* _Task description_
Where a line in the entries below contains the word "every", it counts; give the total by itself.

* _Material for the task_
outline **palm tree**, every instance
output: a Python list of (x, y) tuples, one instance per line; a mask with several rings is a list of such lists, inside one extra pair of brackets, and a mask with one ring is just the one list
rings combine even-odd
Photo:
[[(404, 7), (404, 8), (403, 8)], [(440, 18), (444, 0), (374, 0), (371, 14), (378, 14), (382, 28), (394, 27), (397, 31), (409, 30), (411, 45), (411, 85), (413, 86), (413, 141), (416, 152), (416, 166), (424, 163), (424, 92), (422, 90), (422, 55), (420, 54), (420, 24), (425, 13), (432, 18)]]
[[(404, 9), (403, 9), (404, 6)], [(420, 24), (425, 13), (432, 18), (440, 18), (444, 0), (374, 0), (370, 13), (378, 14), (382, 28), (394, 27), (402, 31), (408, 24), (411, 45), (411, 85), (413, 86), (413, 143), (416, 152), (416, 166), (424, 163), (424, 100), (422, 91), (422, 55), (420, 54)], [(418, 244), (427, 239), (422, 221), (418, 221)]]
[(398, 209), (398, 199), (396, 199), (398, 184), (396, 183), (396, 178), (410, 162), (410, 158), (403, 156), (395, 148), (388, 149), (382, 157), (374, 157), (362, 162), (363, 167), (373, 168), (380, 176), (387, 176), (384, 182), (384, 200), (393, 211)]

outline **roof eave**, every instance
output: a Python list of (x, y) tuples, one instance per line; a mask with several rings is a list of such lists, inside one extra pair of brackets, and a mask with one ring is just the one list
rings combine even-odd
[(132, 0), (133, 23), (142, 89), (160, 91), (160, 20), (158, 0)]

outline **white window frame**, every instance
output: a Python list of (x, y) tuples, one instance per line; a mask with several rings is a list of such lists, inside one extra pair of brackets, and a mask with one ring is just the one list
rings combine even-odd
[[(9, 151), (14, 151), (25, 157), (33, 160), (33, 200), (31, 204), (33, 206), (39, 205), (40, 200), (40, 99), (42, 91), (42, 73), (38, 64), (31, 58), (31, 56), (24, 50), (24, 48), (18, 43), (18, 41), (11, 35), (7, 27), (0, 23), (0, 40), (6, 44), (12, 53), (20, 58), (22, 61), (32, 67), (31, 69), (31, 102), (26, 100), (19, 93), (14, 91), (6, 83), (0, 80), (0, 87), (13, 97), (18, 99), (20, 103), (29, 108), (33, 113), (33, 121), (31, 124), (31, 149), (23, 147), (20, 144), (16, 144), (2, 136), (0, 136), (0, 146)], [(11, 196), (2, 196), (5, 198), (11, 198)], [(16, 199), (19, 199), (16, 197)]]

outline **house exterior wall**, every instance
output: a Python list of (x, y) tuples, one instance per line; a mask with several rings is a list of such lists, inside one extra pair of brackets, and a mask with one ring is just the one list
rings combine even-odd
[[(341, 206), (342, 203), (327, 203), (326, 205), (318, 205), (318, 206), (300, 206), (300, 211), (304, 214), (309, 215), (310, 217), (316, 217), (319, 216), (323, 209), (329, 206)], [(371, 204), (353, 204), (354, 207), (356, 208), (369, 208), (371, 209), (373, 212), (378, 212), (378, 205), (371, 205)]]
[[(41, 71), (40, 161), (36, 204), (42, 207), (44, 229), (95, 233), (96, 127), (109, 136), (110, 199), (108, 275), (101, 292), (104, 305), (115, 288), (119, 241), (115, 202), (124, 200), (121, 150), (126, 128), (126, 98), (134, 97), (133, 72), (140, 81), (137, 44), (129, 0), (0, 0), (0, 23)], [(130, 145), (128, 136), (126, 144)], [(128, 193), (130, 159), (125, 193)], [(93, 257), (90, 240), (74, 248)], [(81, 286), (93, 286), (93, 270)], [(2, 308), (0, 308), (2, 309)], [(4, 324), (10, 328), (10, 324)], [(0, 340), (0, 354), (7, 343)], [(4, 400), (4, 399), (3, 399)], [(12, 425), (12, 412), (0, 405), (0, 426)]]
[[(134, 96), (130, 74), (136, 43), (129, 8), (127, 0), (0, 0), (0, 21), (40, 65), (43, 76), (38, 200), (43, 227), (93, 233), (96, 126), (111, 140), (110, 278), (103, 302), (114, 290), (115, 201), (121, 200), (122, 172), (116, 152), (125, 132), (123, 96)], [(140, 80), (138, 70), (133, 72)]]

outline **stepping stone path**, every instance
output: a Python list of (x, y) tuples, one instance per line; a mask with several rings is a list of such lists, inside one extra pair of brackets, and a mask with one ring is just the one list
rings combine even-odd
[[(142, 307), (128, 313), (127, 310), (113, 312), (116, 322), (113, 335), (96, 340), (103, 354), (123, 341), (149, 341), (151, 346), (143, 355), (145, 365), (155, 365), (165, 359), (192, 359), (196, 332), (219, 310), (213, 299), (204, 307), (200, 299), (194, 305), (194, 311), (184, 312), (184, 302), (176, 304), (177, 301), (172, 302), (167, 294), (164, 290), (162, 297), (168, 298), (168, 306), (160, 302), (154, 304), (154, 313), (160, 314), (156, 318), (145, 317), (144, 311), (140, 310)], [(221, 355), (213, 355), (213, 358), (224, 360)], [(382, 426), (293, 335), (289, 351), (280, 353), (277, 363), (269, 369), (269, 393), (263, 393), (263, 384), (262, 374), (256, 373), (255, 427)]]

* _Answer for this exercise_
5